What the task requires – The entries below are to be copied exactly, with every picture left out.

Recorded information below:

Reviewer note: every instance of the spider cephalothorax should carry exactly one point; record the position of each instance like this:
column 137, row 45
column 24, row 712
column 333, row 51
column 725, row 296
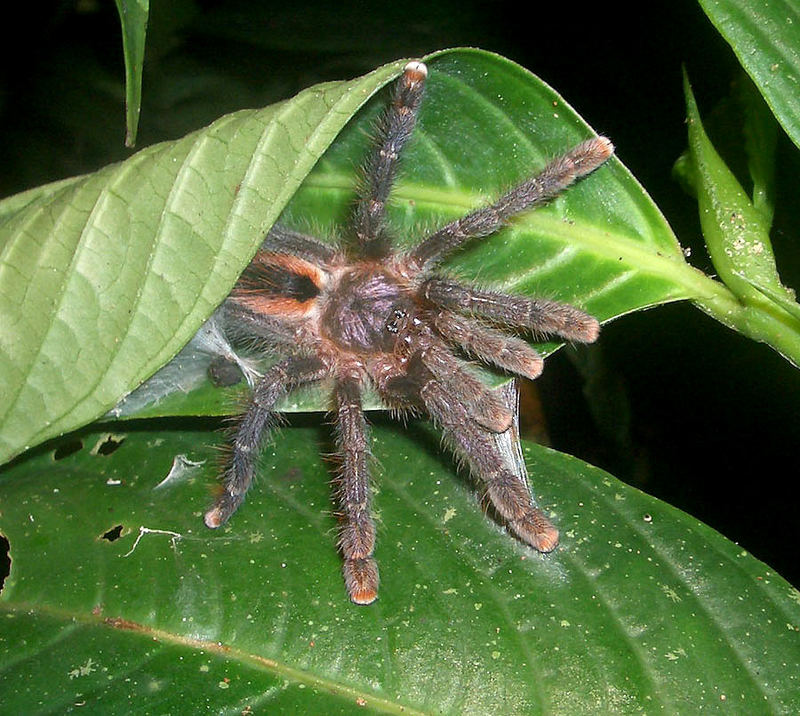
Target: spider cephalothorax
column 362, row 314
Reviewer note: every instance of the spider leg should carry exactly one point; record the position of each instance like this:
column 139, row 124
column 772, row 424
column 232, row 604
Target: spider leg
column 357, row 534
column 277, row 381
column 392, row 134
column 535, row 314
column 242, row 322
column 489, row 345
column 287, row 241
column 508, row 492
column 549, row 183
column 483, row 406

End of Recorded information.

Output below –
Reviewer note: every instance of the spider cephalothorax should carry exactly one point; record the position of each instance like this:
column 137, row 45
column 24, row 712
column 333, row 51
column 725, row 296
Target: spider cephalothorax
column 362, row 314
Reviewer note: every instance of the spider leg should carry exactly one point; record the position of each instance like this:
column 139, row 124
column 772, row 424
column 232, row 604
Target: spider leg
column 357, row 534
column 277, row 381
column 392, row 134
column 535, row 314
column 242, row 322
column 489, row 345
column 287, row 241
column 508, row 492
column 549, row 183
column 483, row 406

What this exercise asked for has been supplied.